◆ **What to work on**: Arrange every line of the items below as a Markdown table with the columns Row and Line, numbering the rows and dropping any blank lines. Leave the pictures out of the table.

─── Supplied data ───

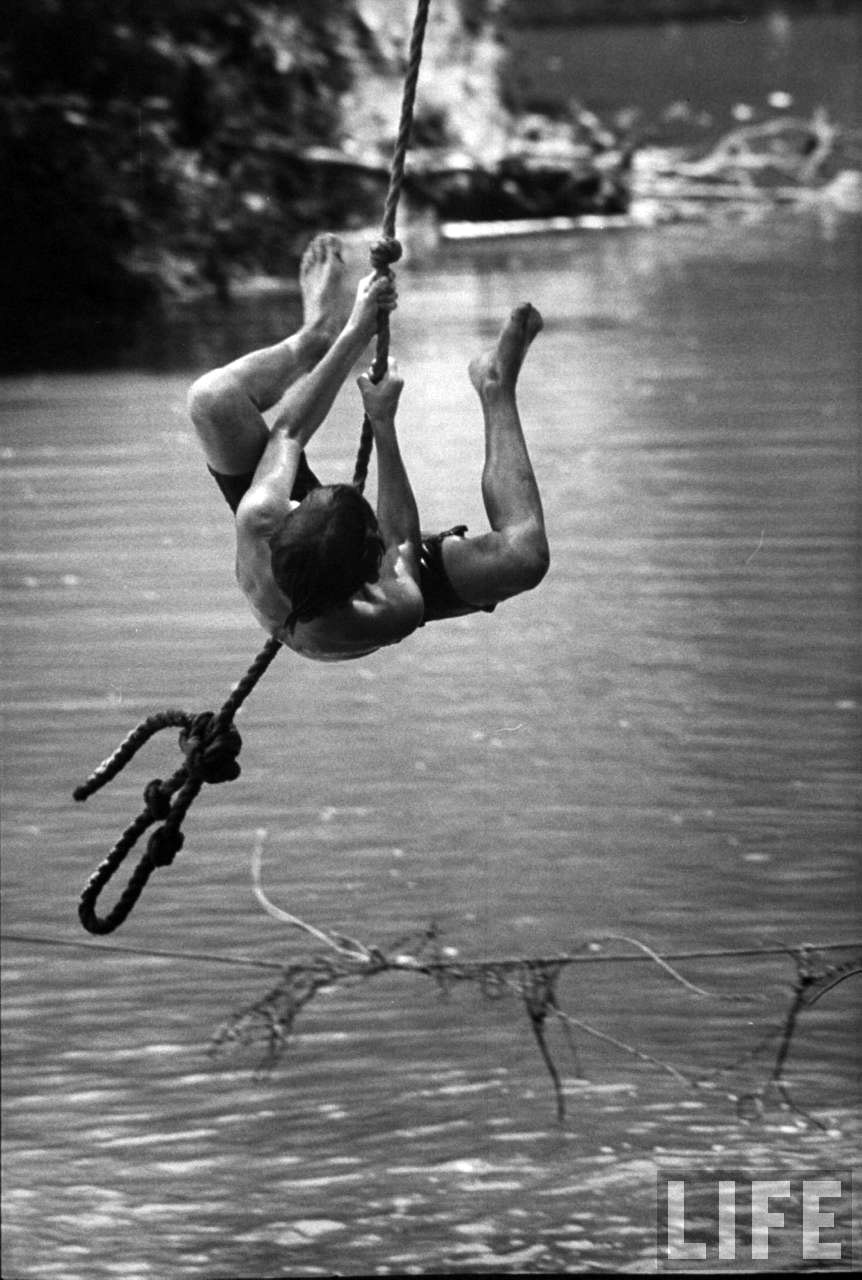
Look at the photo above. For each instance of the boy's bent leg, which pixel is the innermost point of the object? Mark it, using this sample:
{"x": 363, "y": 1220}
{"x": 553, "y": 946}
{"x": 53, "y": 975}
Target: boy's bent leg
{"x": 514, "y": 556}
{"x": 227, "y": 405}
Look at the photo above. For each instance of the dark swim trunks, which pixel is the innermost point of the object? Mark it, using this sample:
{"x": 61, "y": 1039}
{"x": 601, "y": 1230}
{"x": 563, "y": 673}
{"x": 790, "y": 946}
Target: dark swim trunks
{"x": 441, "y": 598}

───

◆ **Exercise answer**:
| Row | Line |
|---|---|
| 1 | Look at the photo above. For each instance of the boy's bent leg, which pixel is the innermost point of the object? Mark it, using this sample: |
| 2 | {"x": 363, "y": 1220} |
| 3 | {"x": 553, "y": 946} |
| 4 | {"x": 53, "y": 975} |
| 5 | Target: boy's bent leg |
| 6 | {"x": 514, "y": 556} |
| 7 | {"x": 227, "y": 405} |
| 8 | Look at the photo above. For each instance of the dark swim trunks, which pixel is the innermost point of the object? Mark it, using this sample: |
| 9 | {"x": 61, "y": 1039} |
| 10 | {"x": 601, "y": 1230} |
| 11 | {"x": 563, "y": 673} |
| 12 | {"x": 790, "y": 946} |
| 13 | Target: dark swim trunks |
| 14 | {"x": 441, "y": 598} |